§ Aim
Put the stretch of the items below, from the line containing "by [[547, 284]]." through the line containing "[[425, 263], [534, 299]]", both included, into a JSON list of strings with one string per line, leaving out blank lines.

§ Provided data
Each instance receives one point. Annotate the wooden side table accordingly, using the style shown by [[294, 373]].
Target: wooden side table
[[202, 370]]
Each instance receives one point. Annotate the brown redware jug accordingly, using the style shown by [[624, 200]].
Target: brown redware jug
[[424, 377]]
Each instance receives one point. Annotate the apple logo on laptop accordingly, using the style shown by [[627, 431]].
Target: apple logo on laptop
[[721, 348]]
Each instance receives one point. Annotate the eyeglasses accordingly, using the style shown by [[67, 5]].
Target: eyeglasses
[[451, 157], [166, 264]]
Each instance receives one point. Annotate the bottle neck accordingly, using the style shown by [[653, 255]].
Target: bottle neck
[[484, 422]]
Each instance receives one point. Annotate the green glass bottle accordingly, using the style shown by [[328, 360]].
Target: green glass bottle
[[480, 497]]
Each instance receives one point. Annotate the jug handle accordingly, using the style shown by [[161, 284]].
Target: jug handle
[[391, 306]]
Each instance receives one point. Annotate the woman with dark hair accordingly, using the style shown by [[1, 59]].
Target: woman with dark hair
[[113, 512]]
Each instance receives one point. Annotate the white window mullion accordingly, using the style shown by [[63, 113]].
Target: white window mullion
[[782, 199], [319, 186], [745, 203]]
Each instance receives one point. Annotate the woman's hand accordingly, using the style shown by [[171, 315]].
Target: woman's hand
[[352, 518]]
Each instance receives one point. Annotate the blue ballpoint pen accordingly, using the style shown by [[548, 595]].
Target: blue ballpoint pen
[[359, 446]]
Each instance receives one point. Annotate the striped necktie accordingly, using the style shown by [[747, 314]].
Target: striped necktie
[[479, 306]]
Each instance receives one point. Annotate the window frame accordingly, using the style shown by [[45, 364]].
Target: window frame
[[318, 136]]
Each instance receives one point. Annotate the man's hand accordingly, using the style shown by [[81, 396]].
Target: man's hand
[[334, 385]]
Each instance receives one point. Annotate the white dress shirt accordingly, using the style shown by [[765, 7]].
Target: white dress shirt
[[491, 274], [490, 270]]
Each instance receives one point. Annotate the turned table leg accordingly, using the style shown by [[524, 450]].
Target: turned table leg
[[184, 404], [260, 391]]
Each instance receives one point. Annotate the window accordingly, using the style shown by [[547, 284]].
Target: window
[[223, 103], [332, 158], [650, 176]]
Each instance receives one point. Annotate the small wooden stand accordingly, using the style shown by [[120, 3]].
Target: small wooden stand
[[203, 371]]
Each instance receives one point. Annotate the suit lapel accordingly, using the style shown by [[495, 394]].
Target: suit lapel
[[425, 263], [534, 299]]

* * *

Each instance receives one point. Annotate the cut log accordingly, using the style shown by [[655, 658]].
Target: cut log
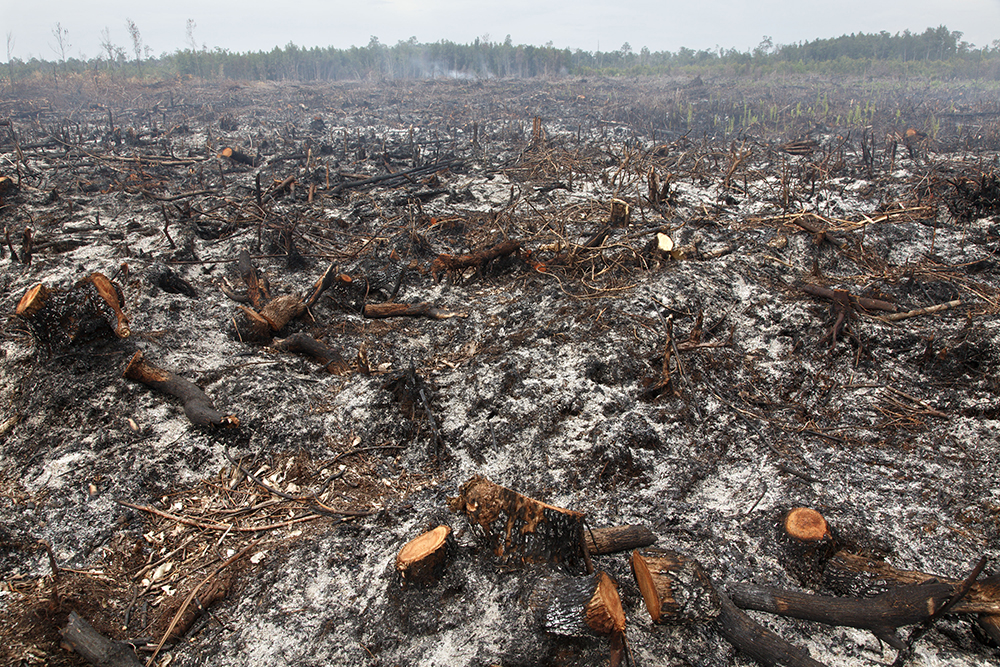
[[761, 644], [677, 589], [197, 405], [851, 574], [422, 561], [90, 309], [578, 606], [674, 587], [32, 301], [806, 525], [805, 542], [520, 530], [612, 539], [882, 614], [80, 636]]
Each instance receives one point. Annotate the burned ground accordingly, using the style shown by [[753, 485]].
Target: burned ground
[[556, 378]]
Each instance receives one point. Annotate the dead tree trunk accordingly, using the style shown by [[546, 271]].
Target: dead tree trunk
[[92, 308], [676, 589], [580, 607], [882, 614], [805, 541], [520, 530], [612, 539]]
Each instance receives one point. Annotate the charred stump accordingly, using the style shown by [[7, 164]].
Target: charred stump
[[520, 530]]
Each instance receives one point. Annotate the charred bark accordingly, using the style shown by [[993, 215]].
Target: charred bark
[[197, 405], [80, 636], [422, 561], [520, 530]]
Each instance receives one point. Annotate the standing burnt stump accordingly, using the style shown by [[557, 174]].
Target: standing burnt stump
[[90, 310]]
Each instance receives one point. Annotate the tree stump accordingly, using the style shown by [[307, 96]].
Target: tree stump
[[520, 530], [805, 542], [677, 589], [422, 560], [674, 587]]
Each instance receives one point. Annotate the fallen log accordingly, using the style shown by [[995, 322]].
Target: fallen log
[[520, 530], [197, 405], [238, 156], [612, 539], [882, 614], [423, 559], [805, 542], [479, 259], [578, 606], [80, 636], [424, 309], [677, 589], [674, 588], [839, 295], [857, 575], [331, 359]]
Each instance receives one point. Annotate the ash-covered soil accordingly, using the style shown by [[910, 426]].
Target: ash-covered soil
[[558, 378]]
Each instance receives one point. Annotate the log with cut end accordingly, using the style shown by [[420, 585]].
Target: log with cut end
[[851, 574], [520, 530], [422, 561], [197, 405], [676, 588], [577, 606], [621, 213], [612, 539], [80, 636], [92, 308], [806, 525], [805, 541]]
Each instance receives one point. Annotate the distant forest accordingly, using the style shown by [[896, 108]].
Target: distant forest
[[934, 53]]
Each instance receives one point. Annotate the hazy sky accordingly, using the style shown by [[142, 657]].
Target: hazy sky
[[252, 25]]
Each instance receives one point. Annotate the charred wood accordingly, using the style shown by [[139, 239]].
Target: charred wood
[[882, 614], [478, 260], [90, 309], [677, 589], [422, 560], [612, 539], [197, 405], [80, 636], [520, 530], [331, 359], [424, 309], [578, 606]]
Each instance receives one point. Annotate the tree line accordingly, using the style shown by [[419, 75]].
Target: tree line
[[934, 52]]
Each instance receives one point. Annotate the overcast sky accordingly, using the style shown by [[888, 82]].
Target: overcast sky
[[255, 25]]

§ The answer
[
  "Each instance receives one point. Annotate the window accordingly, using the style shown by [[547, 284]].",
  "Target: window",
  "[[223, 103], [332, 158], [650, 176]]",
  "Each instance receives one point. Annotate the small wooden stand accordingly, using the style shown by [[120, 3]].",
  "Target: small wooden stand",
  "[[203, 371]]",
  "Each instance receives one point. Annotate the suit lapel accordingly, using the style shown by [[495, 394]].",
  "Target: suit lapel",
  "[[425, 263], [534, 299]]"
]